#### The data
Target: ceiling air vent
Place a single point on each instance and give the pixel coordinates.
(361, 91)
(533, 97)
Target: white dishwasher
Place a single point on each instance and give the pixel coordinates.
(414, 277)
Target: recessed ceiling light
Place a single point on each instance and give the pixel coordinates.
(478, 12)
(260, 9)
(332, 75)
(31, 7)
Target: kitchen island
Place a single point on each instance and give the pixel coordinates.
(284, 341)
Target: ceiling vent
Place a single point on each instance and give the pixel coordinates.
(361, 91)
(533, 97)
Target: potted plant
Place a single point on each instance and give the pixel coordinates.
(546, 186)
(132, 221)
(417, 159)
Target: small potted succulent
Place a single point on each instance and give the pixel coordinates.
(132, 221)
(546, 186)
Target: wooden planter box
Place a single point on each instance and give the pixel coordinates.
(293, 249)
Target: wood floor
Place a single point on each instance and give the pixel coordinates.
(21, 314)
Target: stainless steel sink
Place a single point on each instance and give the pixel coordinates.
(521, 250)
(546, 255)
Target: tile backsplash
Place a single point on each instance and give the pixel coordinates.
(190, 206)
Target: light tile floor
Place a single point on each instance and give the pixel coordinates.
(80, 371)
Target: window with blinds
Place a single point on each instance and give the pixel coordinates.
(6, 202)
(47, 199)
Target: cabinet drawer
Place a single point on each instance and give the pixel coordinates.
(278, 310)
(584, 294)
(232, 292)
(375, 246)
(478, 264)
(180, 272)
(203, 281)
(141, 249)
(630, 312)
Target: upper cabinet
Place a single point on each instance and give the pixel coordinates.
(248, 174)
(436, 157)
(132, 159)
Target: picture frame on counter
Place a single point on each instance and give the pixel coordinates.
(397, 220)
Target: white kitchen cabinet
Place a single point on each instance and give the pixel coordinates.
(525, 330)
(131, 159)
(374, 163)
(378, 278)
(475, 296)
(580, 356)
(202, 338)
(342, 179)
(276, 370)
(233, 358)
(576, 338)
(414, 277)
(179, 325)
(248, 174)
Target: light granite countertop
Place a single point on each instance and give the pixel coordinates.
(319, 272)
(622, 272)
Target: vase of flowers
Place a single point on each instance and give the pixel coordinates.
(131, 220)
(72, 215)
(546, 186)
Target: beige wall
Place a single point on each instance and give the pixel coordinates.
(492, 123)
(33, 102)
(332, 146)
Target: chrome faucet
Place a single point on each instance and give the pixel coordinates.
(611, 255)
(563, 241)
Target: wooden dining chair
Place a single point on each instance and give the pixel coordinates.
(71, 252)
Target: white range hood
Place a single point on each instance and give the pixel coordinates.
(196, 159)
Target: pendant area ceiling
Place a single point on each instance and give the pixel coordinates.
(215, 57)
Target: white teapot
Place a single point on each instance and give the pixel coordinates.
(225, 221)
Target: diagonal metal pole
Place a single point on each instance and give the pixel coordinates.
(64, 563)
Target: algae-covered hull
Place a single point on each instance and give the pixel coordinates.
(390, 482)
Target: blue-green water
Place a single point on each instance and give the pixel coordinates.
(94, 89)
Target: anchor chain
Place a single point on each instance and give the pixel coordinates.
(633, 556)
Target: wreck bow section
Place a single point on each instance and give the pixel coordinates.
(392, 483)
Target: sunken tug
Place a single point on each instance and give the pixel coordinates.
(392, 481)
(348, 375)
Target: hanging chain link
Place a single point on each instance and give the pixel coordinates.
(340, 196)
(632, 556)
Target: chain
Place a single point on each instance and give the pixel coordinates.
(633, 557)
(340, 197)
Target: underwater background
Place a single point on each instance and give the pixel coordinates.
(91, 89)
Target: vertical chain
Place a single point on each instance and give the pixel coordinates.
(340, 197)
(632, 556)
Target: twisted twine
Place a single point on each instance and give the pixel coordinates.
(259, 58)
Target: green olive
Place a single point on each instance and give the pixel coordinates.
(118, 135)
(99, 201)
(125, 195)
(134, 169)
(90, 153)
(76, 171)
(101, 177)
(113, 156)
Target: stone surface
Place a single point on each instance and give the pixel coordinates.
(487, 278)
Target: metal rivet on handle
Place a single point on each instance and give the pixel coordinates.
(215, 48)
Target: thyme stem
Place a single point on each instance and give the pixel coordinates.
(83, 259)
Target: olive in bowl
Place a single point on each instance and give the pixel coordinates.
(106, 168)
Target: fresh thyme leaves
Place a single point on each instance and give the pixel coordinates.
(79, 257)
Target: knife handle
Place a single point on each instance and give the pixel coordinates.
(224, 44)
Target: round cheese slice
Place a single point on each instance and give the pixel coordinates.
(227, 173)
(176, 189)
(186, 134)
########
Retype the records that precede this task, keeping them exactly the same.

Response below:
Target: ceiling air vent
Place a single point on each instance and give the pixel coordinates.
(361, 91)
(533, 97)
Target: white dishwasher
Place a single point on each instance and give the pixel coordinates.
(414, 277)
Target: recessed ceiling light
Place a single point on each instance and give the pixel coordinates.
(478, 12)
(260, 9)
(332, 75)
(31, 7)
Target: kitchen island
Place a single point on each instance and give the pixel coordinates.
(284, 341)
Target: ceiling vent
Place a single point on each instance and give the pixel coordinates.
(361, 91)
(533, 97)
Target: potted plant
Place a single point on each instance and give the pixel coordinates.
(546, 186)
(132, 221)
(417, 159)
Target: small potted succulent
Place a single point on each instance and give the pixel coordinates.
(132, 221)
(546, 186)
Target: wooden planter box
Place a single point on each instance and give the pixel coordinates.
(293, 249)
Target: wood floor
Place a single point on each instance and give the pixel coordinates.
(21, 314)
Target: stainless steel sink
Place a single point on each instance and give the pixel coordinates.
(521, 250)
(546, 255)
Target: tile backsplash
Place a single point on each instance and give the pixel coordinates.
(190, 206)
Target: light tile floor
Place a single point on each instance and give the pixel coordinates.
(80, 371)
Target: window with blinds
Place a single point on each instance and give the pixel coordinates.
(6, 202)
(47, 199)
Target: cabinet drawer
Place a single point on each instance and give the pixel coordinates.
(278, 310)
(584, 294)
(232, 292)
(375, 246)
(478, 264)
(180, 272)
(203, 281)
(141, 249)
(630, 312)
Target: upper cabinet
Place a single point on each instance and give the pixel coordinates.
(248, 174)
(436, 157)
(132, 159)
Target: picture frame on counter
Place a single point on each instance and give the pixel coordinates.
(397, 220)
Target: white kitchen cabinet
Place a single point on each instance and give the pixel coordinates.
(525, 330)
(131, 159)
(374, 163)
(378, 278)
(475, 296)
(580, 356)
(202, 338)
(342, 179)
(276, 370)
(233, 358)
(576, 338)
(414, 277)
(179, 325)
(248, 174)
Target: light granite countertop
Place a single point on each instance and give the pixel coordinates.
(319, 272)
(622, 272)
Target: vase of flowers
Place a single point on each instance and give the pixel coordinates.
(131, 220)
(72, 215)
(546, 186)
Target: beige wall
Place a single point on each instance and give the pixel coordinates.
(492, 123)
(33, 102)
(332, 146)
Target: chrome faucet
Place a single point on each instance and give the pixel coordinates.
(611, 255)
(563, 241)
Target: wooden dining chair
Place a single point on each instance and give the pixel coordinates.
(71, 252)
Target: white range hood
Place a single point on each instance and give the pixel coordinates.
(196, 159)
Target: pendant area ceiling
Place a single point on each instance and give the pixel coordinates.
(215, 57)
Target: white teapot
Place a single point on each instance and give the pixel coordinates.
(225, 221)
Target: diagonal metal pole
Place a single point on each instance and give the pixel coordinates.
(64, 563)
Target: algae-covered hull
Place a single point on each instance and give the pixel coordinates.
(390, 482)
Target: blue-green water
Place a single point on each instance and give the pixel coordinates.
(94, 89)
Target: anchor chain
Place a single point on each instance and give the pixel coordinates.
(633, 556)
Target: wreck bow section
Place a single point on each instance and give the pixel coordinates.
(392, 483)
Target: sunken tug
Place a single point on each instance and give the pixel coordinates.
(392, 481)
(348, 375)
Target: hanging chain link
Place a single point on each instance and give the pixel coordinates.
(340, 196)
(632, 556)
Target: chain
Place a single point on each instance and give the pixel coordinates.
(633, 557)
(340, 197)
Target: underwater background
Place a single point on each instance and give the pixel coordinates.
(91, 89)
Target: vertical chain
Place a single point on each instance and give the pixel coordinates.
(340, 197)
(632, 556)
Target: twisted twine
Place a single point on each instance and give the pixel coordinates.
(259, 58)
Target: green olive
Place a single point on each instance and give the pixel coordinates.
(118, 135)
(99, 201)
(125, 195)
(134, 169)
(90, 153)
(76, 171)
(101, 177)
(113, 156)
Target: stone surface
Place a single point on each instance and give the pixel coordinates.
(487, 278)
Target: metal rivet on handle
Place a single point on each instance and give the pixel coordinates.
(215, 48)
Target: thyme stem
Place a single point on each instance and give the pixel coordinates.
(83, 259)
Target: olive in bowl
Place a single point on each instance and give the pixel coordinates.
(106, 168)
Target: fresh thyme leaves
Place a single point on each instance and give the pixel coordinates.
(79, 257)
Target: knife handle
Place a single point on each instance and give the pixel coordinates.
(224, 44)
Target: round cheese slice
Place a single point on each instance and give the pixel coordinates.
(227, 173)
(176, 189)
(186, 134)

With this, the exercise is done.